BEGIN TASK INPUTS

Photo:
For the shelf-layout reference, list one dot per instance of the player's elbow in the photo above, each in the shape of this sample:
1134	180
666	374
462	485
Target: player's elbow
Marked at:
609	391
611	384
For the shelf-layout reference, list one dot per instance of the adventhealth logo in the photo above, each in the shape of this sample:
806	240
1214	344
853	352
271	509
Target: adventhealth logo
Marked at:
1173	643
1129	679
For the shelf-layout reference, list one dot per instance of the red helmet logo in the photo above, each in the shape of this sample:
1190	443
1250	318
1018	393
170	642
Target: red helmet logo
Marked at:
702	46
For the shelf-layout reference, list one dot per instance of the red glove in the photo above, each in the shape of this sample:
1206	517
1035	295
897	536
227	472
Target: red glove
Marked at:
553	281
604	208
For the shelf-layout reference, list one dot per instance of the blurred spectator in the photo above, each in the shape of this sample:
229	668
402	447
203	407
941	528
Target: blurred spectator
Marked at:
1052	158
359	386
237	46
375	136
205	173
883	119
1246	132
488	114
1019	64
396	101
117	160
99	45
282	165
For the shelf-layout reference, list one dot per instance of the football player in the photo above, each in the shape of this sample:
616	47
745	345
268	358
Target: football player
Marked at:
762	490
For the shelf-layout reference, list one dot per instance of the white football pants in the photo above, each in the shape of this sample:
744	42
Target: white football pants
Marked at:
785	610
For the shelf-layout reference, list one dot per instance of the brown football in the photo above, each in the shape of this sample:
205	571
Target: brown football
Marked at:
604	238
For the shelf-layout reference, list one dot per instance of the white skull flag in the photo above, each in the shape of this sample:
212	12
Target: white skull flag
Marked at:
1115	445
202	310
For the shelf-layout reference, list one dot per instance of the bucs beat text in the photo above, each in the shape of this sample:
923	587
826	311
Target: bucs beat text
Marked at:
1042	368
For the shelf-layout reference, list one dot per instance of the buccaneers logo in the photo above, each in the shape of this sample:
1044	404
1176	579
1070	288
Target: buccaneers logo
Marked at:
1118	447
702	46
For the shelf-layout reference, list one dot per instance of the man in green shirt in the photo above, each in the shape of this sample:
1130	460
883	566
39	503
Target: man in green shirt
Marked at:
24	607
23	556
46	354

END TASK INPUTS

TASK PROMPT
Every line containing the word "above" should be copied from the material.

ANSWER
For the shelf-layout reference, list one dot per instance of the player's elbow in the photo above, each in the shape of this sample:
For the shelf-layout reference, list one dot per instance of the adventhealth logo in the photo above, each in the shape of this sample:
For the shelf-layout reference, list one dot per instance of the red helmet logo in the photo above, each in the shape of this sample:
For the shelf-layout reference, list one dot per instance of the red glove in the photo above, each in the shape of this sample:
For the shelf-layout reference, list one dot per instance of the blurred spectator in the photo above, each in the shape of this sample:
For the shelf-layout reference, list one dot per instance of the football player in the photo above, each in the shape of this sample:
For the shelf-layout reference, list one dot per instance of the white football pants in the photo above, each in the shape of this sample:
For the shelf-layout reference, list one dot per instance of the brown football in the photo above, each in the shape of this sample:
For the shelf-layout reference, list one dot per instance of the white skull flag in the photo above, each in the shape of this sample:
For the shelf-layout reference, list one dot per instance of the bucs beat text in the photo above, each in the shape of this sample:
For the shelf-layout reference, list one dot per instance of the buccaneers logo in the photo above, each in the shape of this sample:
For the shelf-layout reference, list one dot per instance of the man in green shirt in the photo above, each in the shape of this sample:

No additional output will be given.